[Assignment] Scan the data. Collect each line that contains the word "deck".

***** Given records

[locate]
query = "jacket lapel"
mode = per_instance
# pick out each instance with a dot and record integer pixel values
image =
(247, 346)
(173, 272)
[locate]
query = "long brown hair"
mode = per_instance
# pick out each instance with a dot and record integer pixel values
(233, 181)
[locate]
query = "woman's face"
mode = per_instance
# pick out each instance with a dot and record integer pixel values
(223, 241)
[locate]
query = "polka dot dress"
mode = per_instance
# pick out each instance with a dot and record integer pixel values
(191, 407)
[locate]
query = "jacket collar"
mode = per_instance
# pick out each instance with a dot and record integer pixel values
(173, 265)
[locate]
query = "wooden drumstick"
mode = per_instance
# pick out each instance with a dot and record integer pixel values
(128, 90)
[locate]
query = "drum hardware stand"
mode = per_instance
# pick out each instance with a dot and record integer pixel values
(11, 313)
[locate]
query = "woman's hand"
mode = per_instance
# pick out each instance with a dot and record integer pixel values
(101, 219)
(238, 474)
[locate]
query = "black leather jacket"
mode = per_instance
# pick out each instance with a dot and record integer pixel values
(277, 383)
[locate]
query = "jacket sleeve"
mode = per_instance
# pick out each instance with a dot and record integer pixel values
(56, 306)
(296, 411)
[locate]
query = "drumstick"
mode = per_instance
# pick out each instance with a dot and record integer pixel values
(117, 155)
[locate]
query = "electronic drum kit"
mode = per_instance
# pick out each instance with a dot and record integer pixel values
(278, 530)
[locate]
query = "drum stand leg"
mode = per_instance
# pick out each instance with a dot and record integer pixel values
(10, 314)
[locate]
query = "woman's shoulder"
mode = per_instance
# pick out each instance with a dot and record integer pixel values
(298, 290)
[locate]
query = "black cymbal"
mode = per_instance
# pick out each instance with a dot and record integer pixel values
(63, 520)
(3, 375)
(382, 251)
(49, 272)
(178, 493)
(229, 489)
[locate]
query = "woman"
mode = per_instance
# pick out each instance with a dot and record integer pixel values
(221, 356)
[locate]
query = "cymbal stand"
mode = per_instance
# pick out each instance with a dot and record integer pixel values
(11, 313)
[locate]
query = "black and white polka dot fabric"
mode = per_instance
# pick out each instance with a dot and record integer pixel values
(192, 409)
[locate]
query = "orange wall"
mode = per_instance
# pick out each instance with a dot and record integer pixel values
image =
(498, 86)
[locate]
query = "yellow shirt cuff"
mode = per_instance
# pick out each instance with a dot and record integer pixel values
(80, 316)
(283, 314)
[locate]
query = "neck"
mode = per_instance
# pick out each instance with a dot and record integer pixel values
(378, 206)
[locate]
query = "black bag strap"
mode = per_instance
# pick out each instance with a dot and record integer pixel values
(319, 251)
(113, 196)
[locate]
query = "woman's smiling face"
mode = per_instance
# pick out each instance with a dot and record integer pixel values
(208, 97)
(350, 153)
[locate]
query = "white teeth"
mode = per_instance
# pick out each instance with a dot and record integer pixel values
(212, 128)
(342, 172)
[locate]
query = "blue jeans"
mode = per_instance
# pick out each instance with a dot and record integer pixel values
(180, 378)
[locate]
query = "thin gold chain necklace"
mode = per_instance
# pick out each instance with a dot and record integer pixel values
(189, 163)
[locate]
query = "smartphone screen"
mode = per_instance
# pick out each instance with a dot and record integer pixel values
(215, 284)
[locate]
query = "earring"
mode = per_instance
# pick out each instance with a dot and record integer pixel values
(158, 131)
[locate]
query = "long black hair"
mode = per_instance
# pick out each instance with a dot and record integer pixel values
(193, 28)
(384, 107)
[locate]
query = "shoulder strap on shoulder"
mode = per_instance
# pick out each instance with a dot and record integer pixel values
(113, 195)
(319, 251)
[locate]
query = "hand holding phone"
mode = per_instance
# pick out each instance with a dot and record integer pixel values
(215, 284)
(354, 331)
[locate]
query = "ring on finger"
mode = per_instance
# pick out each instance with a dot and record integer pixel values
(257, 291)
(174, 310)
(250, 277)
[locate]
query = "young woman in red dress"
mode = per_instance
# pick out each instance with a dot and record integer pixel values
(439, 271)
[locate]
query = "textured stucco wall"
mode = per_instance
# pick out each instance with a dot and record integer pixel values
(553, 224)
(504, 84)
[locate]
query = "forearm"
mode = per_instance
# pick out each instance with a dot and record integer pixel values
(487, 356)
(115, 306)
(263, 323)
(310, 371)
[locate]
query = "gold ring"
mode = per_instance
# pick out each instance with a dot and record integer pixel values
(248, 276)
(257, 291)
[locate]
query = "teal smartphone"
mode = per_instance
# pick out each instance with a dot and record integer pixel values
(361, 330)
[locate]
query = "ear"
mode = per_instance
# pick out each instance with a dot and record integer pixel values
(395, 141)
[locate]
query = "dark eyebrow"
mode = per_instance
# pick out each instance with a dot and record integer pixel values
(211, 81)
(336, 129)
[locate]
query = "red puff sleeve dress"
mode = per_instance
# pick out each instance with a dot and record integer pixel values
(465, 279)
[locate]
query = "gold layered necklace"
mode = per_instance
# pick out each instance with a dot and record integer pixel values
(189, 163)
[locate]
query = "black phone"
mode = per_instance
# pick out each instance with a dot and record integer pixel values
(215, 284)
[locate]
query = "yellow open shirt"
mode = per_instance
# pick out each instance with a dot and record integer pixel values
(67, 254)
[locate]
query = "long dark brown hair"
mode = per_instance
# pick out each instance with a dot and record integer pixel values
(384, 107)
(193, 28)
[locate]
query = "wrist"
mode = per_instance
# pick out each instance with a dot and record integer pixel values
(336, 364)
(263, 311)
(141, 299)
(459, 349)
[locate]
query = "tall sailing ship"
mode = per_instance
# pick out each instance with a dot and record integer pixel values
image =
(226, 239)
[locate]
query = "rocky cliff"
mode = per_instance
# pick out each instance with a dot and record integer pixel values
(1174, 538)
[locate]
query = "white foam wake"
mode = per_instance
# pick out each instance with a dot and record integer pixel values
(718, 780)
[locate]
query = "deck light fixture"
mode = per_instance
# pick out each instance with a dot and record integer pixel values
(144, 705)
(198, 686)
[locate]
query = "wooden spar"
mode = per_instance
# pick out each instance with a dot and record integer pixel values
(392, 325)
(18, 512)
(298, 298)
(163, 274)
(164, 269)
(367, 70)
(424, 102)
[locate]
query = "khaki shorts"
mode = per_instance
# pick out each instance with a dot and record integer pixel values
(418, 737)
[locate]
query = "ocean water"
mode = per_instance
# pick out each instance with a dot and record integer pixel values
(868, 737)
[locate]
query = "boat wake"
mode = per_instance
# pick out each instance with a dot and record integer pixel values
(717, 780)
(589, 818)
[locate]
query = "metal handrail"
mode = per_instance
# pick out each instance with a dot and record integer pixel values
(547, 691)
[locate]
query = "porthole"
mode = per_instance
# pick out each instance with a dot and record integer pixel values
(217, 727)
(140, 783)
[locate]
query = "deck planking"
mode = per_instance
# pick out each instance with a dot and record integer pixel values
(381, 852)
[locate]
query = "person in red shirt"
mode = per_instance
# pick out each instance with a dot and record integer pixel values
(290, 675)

**********

[Task result]
query = "deck light fixture"
query = "deck planking"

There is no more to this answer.